Natural language region descriptions:
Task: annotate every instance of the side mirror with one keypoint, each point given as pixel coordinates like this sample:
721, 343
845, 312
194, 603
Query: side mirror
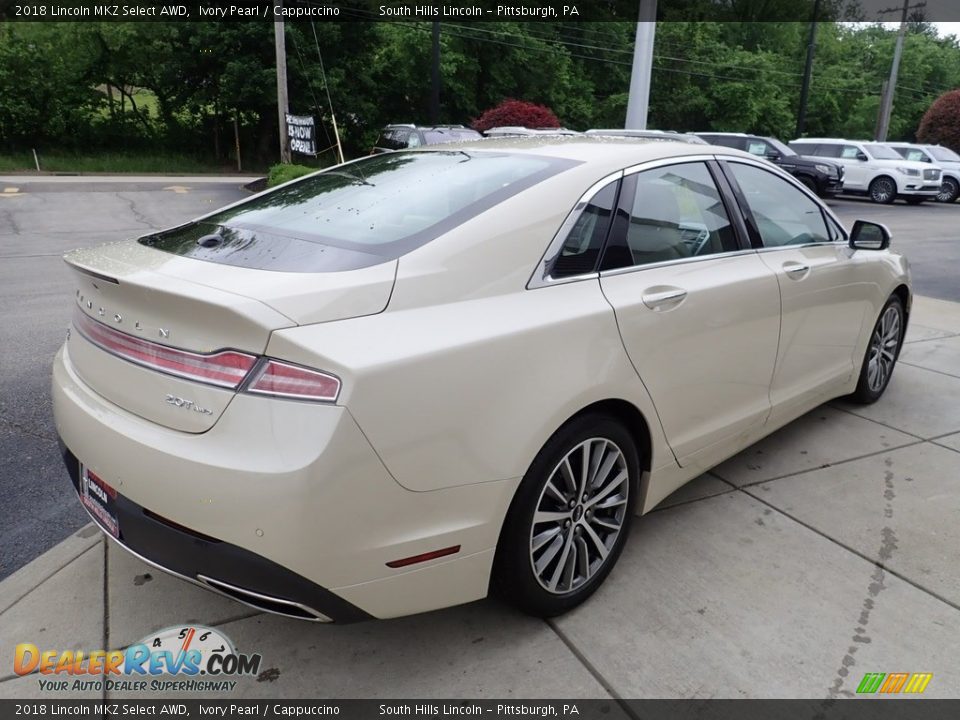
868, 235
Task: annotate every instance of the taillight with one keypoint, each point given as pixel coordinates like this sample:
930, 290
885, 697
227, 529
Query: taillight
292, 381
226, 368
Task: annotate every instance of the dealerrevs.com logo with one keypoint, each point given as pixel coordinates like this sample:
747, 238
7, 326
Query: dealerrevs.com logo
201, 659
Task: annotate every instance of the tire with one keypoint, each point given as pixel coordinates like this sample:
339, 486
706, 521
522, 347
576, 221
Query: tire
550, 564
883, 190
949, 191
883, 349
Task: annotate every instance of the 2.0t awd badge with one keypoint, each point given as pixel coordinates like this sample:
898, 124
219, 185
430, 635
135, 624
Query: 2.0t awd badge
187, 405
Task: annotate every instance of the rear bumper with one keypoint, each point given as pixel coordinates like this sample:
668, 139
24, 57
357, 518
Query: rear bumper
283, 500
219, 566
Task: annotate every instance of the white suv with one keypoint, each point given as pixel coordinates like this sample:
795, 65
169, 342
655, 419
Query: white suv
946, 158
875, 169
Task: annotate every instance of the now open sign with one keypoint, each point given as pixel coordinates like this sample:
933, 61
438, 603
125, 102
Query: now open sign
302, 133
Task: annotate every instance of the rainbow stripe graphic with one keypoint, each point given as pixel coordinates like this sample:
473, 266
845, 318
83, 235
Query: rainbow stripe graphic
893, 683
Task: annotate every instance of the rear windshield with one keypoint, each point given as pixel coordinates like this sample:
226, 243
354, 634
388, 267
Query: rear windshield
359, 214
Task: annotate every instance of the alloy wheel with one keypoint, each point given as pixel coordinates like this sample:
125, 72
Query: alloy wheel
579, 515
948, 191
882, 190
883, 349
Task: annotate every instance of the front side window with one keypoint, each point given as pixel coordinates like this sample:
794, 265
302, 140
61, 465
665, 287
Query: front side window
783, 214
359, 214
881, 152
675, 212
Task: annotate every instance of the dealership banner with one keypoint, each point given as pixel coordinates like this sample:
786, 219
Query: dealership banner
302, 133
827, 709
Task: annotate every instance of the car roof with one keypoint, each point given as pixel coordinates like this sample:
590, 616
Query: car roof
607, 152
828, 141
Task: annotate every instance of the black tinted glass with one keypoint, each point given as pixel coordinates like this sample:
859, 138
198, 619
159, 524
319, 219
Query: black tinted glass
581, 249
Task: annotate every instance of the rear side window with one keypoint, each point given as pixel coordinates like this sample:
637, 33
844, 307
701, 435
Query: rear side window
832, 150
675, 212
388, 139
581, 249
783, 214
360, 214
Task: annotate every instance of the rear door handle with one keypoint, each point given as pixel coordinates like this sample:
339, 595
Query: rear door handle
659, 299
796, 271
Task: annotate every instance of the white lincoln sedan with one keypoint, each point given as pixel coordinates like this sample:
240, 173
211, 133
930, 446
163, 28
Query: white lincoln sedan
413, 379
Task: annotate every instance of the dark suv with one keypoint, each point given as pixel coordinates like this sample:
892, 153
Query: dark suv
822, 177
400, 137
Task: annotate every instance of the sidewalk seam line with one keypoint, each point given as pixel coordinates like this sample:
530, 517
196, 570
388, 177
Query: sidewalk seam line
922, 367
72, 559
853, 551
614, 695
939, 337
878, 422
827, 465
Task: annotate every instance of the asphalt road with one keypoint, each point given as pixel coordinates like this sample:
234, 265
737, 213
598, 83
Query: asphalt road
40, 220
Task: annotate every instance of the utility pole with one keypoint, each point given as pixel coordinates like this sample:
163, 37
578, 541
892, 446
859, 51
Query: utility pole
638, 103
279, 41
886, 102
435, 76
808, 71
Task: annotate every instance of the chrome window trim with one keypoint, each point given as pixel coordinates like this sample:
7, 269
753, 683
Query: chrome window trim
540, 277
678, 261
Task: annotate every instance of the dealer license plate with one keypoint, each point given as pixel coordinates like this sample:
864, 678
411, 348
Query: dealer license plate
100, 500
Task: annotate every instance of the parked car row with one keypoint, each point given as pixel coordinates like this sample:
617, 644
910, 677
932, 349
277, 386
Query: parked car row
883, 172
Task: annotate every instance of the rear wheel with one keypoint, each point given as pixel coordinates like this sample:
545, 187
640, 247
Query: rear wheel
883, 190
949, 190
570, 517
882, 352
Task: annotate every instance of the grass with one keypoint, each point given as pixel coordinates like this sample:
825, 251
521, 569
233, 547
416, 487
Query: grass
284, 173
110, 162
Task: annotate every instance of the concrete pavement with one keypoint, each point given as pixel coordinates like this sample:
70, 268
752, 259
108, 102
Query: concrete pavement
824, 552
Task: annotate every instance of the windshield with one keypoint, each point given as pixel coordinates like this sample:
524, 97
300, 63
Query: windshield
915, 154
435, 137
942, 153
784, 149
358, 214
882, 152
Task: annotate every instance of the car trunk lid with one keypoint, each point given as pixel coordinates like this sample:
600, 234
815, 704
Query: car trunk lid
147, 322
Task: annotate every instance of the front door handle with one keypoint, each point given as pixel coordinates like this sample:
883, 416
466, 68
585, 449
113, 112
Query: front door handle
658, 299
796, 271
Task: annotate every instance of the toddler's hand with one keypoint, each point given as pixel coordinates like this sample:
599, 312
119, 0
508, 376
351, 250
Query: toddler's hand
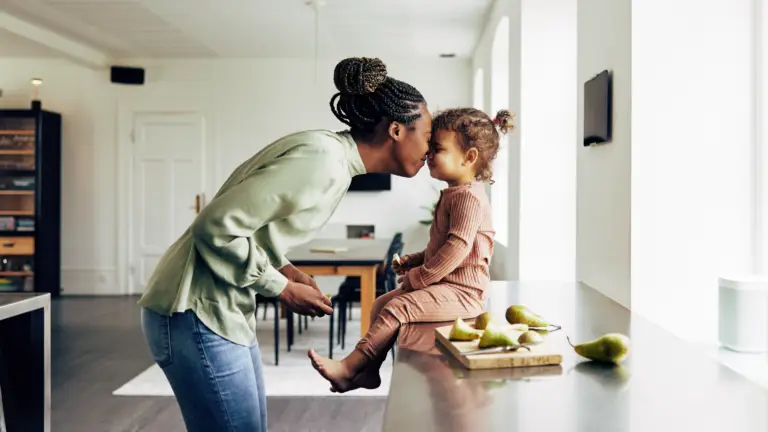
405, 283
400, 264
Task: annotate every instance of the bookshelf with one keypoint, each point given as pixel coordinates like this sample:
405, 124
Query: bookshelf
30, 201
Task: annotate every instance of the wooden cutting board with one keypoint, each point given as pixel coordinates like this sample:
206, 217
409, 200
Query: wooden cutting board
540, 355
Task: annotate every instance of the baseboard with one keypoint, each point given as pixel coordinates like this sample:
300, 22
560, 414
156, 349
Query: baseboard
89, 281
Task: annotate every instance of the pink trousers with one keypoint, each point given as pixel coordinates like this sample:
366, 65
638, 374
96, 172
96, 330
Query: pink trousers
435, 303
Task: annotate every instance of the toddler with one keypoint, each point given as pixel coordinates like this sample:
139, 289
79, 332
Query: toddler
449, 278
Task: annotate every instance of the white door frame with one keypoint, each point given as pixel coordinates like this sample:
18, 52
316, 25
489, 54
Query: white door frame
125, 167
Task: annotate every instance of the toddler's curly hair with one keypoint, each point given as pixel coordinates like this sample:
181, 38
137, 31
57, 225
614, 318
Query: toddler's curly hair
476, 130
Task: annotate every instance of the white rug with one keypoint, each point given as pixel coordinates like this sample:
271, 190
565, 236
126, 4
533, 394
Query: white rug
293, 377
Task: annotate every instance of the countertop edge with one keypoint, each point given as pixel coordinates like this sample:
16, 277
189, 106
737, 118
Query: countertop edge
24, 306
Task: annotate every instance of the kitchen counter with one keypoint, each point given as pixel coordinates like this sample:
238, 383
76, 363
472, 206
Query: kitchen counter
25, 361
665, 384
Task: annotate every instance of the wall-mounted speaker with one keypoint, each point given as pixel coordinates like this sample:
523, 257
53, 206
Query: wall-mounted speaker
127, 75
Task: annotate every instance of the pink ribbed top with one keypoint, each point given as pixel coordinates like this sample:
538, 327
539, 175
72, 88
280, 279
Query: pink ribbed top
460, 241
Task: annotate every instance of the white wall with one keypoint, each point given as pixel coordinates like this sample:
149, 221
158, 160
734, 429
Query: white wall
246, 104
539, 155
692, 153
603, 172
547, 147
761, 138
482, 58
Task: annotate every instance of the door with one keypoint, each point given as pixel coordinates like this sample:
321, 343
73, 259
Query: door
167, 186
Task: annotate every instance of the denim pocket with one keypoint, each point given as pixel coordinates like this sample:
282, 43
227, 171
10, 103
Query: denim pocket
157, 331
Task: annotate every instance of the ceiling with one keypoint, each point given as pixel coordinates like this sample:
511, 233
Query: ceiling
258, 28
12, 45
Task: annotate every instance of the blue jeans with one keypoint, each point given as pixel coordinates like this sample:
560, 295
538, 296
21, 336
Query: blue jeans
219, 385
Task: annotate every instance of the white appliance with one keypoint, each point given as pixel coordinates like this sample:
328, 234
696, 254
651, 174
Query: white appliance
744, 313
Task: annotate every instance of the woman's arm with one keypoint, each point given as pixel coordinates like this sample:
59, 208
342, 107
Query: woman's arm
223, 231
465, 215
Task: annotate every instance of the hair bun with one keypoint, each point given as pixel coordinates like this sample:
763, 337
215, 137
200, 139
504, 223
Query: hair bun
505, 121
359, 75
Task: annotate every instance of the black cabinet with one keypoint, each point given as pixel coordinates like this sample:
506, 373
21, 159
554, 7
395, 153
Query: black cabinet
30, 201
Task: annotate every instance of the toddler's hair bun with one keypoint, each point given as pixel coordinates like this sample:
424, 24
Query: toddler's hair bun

▶ [What is expected] Where the data above reaches the line holding "Query: 2.0t awd badge", begin printing, and stop after the line holding "Task: annotate every instance of the rear door". Each line must be reproduced exactly, with nothing else added.

▶ [Result of the exercise]
Query: 2.0t awd badge
187, 405
Task: annotate every instance of the rear bumper with one keypoint, each point given as pixel coordinates like this sample:
668, 139
24, 57
357, 518
Query: rear bumper
283, 500
219, 566
Task: annotate every instance of the white suv with one keypoint, each point given as pixel coordinates like this sample:
795, 65
169, 342
655, 419
Query: white suv
946, 158
875, 169
Task: annotate every instance of the now open sign with one keypoint, each point given as pixel coordinates like this sample:
933, 61
438, 603
125, 102
Query: now open sign
302, 133
Task: annotate every instance of the rainbow stripe graphic with one keypoint, each point given as pixel coordinates like this sample:
473, 266
845, 318
83, 235
Query: rainbow stripe graphic
893, 683
Task: annotate every instance of the rear windshield with one keypoint, each point given as pixel coordinates like this sample:
226, 243
354, 634
388, 267
Query: rear windshield
359, 214
Task: annotate every instance of the alloy wheel with one keypoint, each point given as pixel coordinates like this sample:
125, 72
Query: alloy wheel
579, 515
948, 191
882, 190
883, 349
Task: annotate every instance of the front side window with one keypoint, each point given as pixel coordinates like this sample:
794, 265
302, 140
61, 465
665, 287
Query: front side window
783, 214
359, 214
881, 152
675, 212
Task: annotate every instance of the dealership banner with one keypoint, each point given as pixel coordinates like this sample:
786, 219
Query: dealership banner
302, 133
827, 709
Task: annotate every instance of the car roof with one keypoint, each point given as pixel coordinates like this sample:
590, 616
Query: car roof
607, 152
828, 141
Task: annotate every instance of the black tinted glass with one keypoint, each point given as pixel coordinates like this sample:
859, 138
198, 619
159, 524
319, 219
Query: black tinted glass
581, 249
Task: annotate every instance of the rear side window with one keypoint, each point given as pixel coordinates like this sample:
637, 33
844, 307
701, 435
Query: rear side window
832, 150
675, 212
388, 139
581, 249
783, 214
360, 214
Task: annotate every instance of the rear door handle with one keypoint, each point given as pixel coordinates like this sample:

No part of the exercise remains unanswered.